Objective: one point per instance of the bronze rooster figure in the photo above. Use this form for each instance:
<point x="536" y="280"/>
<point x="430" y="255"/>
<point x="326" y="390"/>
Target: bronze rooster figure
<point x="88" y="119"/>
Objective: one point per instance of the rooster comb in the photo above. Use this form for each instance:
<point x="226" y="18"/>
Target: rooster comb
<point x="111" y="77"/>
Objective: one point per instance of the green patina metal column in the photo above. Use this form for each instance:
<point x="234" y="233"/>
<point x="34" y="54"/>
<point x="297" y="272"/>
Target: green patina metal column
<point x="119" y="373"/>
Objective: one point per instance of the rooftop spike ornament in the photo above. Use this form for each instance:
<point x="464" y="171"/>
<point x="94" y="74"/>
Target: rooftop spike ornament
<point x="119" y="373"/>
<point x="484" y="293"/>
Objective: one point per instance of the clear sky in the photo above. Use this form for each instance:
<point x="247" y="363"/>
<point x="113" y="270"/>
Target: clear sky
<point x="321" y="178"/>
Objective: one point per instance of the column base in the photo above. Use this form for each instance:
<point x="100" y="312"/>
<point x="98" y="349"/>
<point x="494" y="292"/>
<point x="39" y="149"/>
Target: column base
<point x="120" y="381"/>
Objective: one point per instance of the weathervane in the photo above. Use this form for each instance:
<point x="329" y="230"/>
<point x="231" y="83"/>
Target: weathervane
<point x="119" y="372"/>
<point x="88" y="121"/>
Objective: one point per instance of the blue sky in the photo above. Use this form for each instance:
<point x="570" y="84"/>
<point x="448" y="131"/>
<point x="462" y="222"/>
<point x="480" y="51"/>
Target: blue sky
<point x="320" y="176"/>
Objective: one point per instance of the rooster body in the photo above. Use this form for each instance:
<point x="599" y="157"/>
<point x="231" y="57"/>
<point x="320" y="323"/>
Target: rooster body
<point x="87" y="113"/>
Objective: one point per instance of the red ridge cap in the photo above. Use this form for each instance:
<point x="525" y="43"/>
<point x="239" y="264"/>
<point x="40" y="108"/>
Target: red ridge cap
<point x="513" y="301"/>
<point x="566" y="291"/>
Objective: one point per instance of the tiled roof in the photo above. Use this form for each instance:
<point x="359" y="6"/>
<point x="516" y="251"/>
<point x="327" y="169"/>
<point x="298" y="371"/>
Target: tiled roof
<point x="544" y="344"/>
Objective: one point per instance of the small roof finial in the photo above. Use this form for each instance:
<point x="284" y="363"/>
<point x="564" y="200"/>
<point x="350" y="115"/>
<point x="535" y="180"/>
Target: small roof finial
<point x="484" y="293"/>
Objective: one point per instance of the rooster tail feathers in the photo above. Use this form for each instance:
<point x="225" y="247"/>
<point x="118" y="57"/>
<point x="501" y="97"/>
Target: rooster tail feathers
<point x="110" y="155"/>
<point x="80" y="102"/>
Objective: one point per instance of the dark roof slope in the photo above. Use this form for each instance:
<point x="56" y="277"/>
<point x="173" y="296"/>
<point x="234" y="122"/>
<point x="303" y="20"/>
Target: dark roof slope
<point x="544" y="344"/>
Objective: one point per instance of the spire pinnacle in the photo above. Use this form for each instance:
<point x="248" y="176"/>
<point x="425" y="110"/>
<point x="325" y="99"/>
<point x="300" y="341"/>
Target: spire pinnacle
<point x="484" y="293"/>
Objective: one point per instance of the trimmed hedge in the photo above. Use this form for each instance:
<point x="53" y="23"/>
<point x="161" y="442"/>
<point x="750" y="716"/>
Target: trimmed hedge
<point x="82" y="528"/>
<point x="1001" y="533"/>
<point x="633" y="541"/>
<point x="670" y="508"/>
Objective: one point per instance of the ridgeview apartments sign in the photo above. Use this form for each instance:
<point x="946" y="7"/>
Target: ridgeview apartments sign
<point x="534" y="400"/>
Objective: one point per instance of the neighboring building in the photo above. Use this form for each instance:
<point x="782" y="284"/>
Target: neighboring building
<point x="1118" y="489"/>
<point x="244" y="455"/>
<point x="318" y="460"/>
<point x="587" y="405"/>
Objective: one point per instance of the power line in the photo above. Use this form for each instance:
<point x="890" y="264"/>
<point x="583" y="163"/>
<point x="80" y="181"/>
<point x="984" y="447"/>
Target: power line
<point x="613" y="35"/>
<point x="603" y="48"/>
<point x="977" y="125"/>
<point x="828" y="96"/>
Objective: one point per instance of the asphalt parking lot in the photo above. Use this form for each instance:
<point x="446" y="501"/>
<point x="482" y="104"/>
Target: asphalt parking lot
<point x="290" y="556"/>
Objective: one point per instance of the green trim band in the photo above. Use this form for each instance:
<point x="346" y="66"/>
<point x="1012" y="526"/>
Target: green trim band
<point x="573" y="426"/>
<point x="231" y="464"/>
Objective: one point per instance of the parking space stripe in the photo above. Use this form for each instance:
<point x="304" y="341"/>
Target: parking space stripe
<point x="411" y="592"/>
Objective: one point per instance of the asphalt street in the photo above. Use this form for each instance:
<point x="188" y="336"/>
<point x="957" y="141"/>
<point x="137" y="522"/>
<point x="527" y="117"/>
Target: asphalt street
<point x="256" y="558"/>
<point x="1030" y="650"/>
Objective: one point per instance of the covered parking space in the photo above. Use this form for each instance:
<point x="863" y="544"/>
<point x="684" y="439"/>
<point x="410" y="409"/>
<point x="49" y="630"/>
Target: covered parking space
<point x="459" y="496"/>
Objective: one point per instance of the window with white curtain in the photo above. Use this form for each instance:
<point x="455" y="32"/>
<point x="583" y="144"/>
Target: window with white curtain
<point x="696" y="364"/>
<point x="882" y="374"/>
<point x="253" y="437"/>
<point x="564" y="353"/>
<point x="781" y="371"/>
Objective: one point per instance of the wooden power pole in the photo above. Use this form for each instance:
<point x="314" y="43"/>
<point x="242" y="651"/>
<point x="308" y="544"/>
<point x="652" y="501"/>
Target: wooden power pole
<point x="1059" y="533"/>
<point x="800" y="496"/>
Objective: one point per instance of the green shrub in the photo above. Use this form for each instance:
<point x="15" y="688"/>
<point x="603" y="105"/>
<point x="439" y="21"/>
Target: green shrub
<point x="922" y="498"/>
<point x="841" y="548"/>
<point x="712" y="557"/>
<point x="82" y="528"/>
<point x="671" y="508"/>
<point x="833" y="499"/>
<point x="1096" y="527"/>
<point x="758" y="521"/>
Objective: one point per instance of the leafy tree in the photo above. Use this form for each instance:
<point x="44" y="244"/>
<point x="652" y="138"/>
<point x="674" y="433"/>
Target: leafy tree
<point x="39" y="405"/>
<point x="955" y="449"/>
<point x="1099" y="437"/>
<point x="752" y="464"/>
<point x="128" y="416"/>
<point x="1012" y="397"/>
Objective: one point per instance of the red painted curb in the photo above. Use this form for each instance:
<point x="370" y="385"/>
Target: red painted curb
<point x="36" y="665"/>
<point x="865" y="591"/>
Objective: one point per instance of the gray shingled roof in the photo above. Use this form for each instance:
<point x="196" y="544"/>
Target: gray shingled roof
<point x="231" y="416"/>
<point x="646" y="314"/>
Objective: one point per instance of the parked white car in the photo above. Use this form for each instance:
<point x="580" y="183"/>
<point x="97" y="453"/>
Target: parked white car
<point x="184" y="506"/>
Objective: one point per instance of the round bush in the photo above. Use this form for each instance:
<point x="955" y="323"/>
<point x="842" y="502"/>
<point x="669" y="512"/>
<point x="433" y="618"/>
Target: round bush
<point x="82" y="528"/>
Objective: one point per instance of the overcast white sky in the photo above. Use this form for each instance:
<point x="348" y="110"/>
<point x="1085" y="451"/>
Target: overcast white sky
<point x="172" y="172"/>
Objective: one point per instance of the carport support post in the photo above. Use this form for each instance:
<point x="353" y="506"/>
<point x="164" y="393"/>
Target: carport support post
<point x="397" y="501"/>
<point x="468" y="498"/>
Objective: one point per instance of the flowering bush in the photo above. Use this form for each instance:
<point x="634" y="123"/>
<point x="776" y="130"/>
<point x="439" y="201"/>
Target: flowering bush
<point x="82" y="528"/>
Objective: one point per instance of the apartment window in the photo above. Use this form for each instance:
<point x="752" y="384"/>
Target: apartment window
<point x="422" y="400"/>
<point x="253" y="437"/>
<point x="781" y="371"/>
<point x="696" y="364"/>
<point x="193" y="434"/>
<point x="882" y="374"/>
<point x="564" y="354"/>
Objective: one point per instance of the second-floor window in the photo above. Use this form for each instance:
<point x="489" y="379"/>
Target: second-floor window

**PROBLEM TO SOLVE:** Begin with the line containing "Objective: one point per instance of the apartment" and repeat each line exactly until the records above end.

**SOLUTION TO THIS PROBLEM:**
Objective: one point per instance of the apartment window in the photo above. Use this form for each instance:
<point x="752" y="384"/>
Target: apartment window
<point x="422" y="400"/>
<point x="253" y="437"/>
<point x="781" y="371"/>
<point x="696" y="364"/>
<point x="193" y="434"/>
<point x="882" y="374"/>
<point x="564" y="354"/>
Objective: one point per instance of the second-floor window in the photo above. Use this form for each instance:
<point x="489" y="379"/>
Target: second-floor window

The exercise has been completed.